**Tasks to perform**
[1] Please answer these questions from the article on Soviet psychic research, one per line:
(a) In what year was the Defense Intelligence Agency report "Controlled Offensive Behavior – USSR" issued?
(b) By how many years did that report say the Soviets were ahead of the U.S. in psychic research?
(c) Around what year did the tests with the mother rabbit and her newborn litter take place?
[2] Pick up the article on Soviet psychic research after its final sentence and carry it forward.

**Article**
════
Over the decades both the former Soviet Union and the United States conducted a great deal of work in the field of Remote-Viewing, Extrasensory Perception (ESP), and much more, too, along those lines. As an illustration of this, a U.S. Defense Intelligence Agency report from 1972 titled Controlled Offensive Behavior – USSR, made an astonishing claim: “Before the end of the 1970s, Soviet diplomats will be able to sit in their foreign embassies and use ESP to steal the secrets of their enemies. A spy would be hypnotized, then his invisible ‘spirit’ would be ordered to leave his body, travel across barriers of space and time to a foreign government’s security facility, and there read top-secret documents and relay back their information. The Soviets, the report continued “are at least 25 years ahead of the U.S. in psychic research and have realized the immense military advantage of the psychic ability known as astral projection (out of the body travel).” Similarly, in 1973 and 1975, the DIA commissioned two lengthy reports that delved deep into the heart of Soviet research of psychic phenomena and included details of one extraordinary experiment undertaken by the Russian military in the 1950s.
A very disturbing extract from the DIA’s files on this particularly grisly experiment states: “Dr. Pavel Naumov conducted animal bio-communication studies between a submerged Soviet Navy submarine and a shore research station. These tests involved a mother rabbit and her newborn litter and occurred around 1956.” The author of the report continued: “According to Naumov, Soviet scientists placed the baby rabbits aboard the submarine. They kept the mother rabbit in a laboratory on shore where they implanted electrodes in her brain. When the submarine was submerged, assistants killed the rabbits one by one. At each precise moment of death, the mother rabbit’s brain produced detectable and recordable reactions.” It was also noted by the DIA that, “As late as 1970 the precise protocol and results of this test described were believed to be classified.” Nevertheless, the DIA was able to determine that the Soviets’ reasoning behind such experimentation was to try and understand the nature of ESP, astral projection, and the power of the mind – and even the existence of a soul – in animals such as dogs, rabbits and primates. And if eventually understood in the animal kingdom, said the DIA, the Soviets’ next step would be to focus on human beings and the way in which those same phenomena might be used as a weapon of war and espionage.
(Nick Redfern, U.K. Ministry of Defense)
════
**Dataset extract**

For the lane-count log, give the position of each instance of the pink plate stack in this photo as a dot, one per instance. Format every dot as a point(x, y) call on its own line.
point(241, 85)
════
**Response list**
[1]
(a) 1972
(b) At least 25 years
(c) Around 1956

[2]
Now, though, I have a question for you: how much have you heard about the U.K. government doing such work? Probably, not much at all. You would be right. Not much has come out of U.K. agencies in relation to Remote-Viewing and so on. But, we do have some “mind-based” data – and it’s highly intriguing, too. In the U.K., and at the height of the Second World War, formerly classified files at the U.K. National Archives, reveal, elements of the British Police Force occasionally and stealthily employed the use of dowsers – normally associated with underground searches for water – to locate victims buried under the rubble of inner city destruction wrought by Nazi bomber pilots. Such was the controversy surrounding this unique brand of psychic police work that even the Government’s wartime Ministry of Home Security became embroiled in the affair, urging caution in endorsing “support for the mysterious” at such a “particularly dangerous time” – this despite the apparent success of its “dowsing detectives.”
Still on this subject, there is the matter of a “novel” titled The Psychic Spy. Written by Irene Allen-Block in 2013, it contains the following endorsement from me: “In late 1970s London, a young woman is secretly recruited to work for British Intelligence. Her world soon becomes dominated by psychic-spying, enemy agents, assassinations, and suspicious deaths. Add to the mix, the Lockerbie tragedy, the Falklands War, and the classified world of MI6, and you have a great story filled with adventure, intrigue and shadowy characters. As Irene Allen-Block skillfully shows, the mind is a mysterious and dangerous tool.” The publisher of the book, Glannant Ty, notes: “The Psychic Spy tells the story of Eileen Evans, a beautiful young woman and talented psychic who is unwittingly recruited by MI6 to join their new top secret Remote Viewing program ‘Blue Star’’ during the heart of the Cold War in the 1970’s and 80’s. Eileen quickly finds herself embroiled in excitement and danger as she quickly becomes a ‘psychic spy’ for British Intelligence. Finding forbidden love with another agent, Eileen descends into a dark world filled with political intrigue, danger and death. Not only must she cope with the possibility of losing her life, she must also struggle with the very real threat of losing her soul.
“Smart, sexy and filled with humor and peril, The Psychic Spy is a thrilling adventure that explores a little-known but very real world where governments use actual psychics to spy on their enemies, and in some cases, even their allies! Using her own real-life experiences as a remote viewer, Irene Allen-Block has created a powerful tale that should entertain and educate readers on a piece of history that has been hidden in the shadows.” The Psychic Spy is made all the more intriguing by the fact that the book is actually a thinly veiled version of the real-life exploits of the author while, from the late 1970s onward, she was in the secret employ of British Intelligence, in the field of psychic spying. What this suggests is that the U.K. has been doing just as much in these fields as other nations. It’s just been carefully and quietly kept under-wraps, that’s all.